## EXERCISE DESCRIPTION
Pull out of the data below the stretch of lines bounded by the one containing "instance of chopped" and the one containing "instance of elderly", both bounds included, unchanged.

## SUPPLIED MATERIAL
═══
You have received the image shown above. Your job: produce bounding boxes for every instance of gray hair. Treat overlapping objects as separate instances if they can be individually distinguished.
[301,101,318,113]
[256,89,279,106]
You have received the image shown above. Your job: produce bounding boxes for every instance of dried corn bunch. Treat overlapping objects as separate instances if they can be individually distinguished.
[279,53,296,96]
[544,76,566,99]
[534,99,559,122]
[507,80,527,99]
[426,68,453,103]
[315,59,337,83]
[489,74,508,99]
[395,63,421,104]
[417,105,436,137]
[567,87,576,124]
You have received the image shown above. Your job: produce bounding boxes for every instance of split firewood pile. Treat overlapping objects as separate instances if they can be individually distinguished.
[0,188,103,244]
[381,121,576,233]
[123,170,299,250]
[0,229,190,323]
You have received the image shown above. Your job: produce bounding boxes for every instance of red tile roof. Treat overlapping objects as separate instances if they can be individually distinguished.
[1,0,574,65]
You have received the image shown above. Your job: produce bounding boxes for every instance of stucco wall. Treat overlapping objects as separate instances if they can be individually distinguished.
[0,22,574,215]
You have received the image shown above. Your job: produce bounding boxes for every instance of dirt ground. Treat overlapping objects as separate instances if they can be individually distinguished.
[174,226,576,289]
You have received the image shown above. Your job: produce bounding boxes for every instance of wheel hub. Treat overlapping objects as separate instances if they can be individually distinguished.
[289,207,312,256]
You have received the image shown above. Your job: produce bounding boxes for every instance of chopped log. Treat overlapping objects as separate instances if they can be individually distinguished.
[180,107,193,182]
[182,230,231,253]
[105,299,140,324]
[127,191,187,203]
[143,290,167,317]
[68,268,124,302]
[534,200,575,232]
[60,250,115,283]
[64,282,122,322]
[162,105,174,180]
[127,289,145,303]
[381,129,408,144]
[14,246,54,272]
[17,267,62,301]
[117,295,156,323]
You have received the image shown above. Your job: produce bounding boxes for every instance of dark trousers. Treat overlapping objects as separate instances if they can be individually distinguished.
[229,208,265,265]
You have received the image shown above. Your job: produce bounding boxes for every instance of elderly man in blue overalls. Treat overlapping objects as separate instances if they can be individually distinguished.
═══
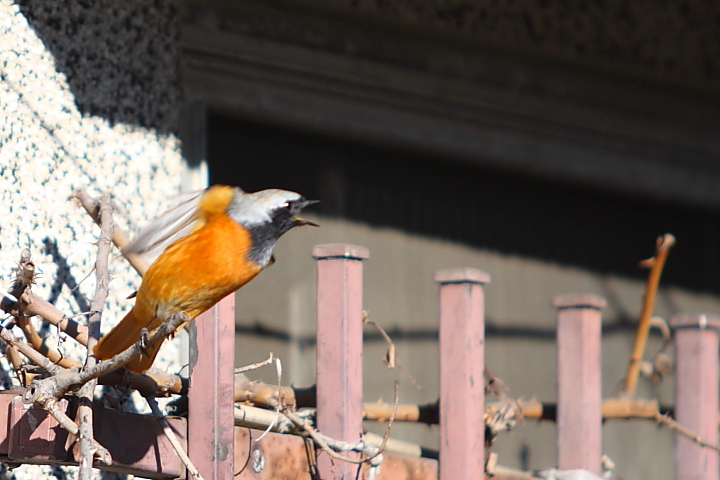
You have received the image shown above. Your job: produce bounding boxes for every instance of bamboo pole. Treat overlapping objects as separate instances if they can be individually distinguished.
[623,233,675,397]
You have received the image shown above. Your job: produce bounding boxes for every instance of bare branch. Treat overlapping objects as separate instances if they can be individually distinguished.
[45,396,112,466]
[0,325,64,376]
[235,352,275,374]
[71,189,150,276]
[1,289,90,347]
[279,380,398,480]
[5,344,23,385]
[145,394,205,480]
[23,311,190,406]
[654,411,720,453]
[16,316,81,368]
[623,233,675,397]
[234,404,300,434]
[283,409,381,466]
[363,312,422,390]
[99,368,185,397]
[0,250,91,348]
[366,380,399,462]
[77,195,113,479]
═══
## SOLUTION TO THIS TASK
You have received the image shown above. Your job: produce bounding boxes for every instance of chopped log. Treat overlapping objects as separate instances if they can be individually distinguished.
[180,107,193,182]
[182,230,231,253]
[105,299,140,324]
[127,191,187,203]
[143,290,167,317]
[68,268,124,302]
[534,200,575,232]
[60,250,115,283]
[64,282,122,322]
[162,105,174,180]
[127,289,145,303]
[381,129,408,144]
[14,246,54,272]
[17,267,62,301]
[117,295,156,323]
You have received the image shown above. Your job: produce bounding boxes for every instance of dark trousers. Treat overlapping objects as separate instances if they can be individually distinguished.
[229,208,265,265]
You have received the image shown above. Your job: produce bounding boxes for every instance of elderly man in blue overalls. Treat overlapping objects as separate instances if they can be individually distinguished.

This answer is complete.